Segment Start: Data under study

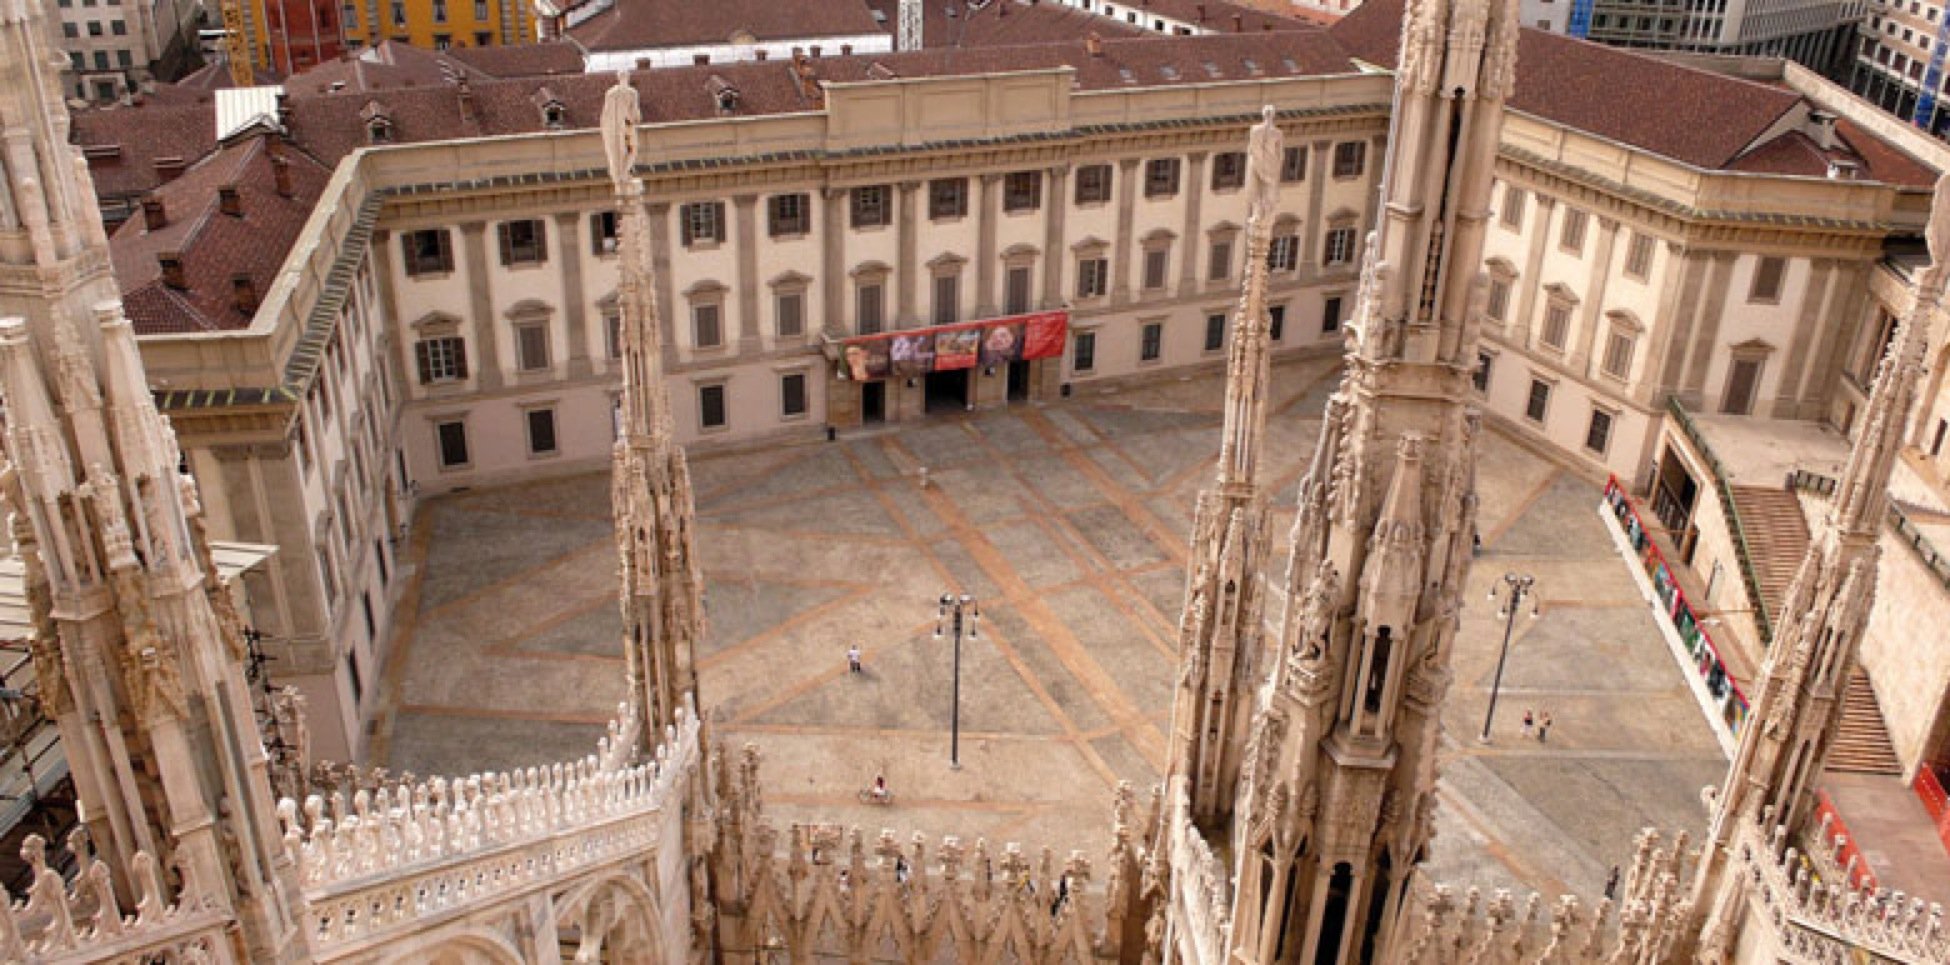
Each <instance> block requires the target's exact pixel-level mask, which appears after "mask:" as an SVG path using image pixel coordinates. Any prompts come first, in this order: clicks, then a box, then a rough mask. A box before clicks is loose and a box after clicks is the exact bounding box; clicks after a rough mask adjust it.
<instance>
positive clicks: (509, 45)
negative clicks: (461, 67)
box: [447, 41, 583, 78]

Segment End: Data under study

Required action =>
Reproduce the entries above word for word, leaving out the pictures.

Written answer =>
Each <instance> block requires the target's exact pixel-level mask, which appears after "mask:" as an SVG path using image pixel coordinates. Any prompts come first, in this order: clicks, then a box, then a rough mask. A box before clicks is loose and a box after clicks is the exact bounding box; clicks after a rough mask adjust it.
<instance>
positive clicks: (509, 45)
negative clicks: (461, 67)
box: [447, 41, 583, 78]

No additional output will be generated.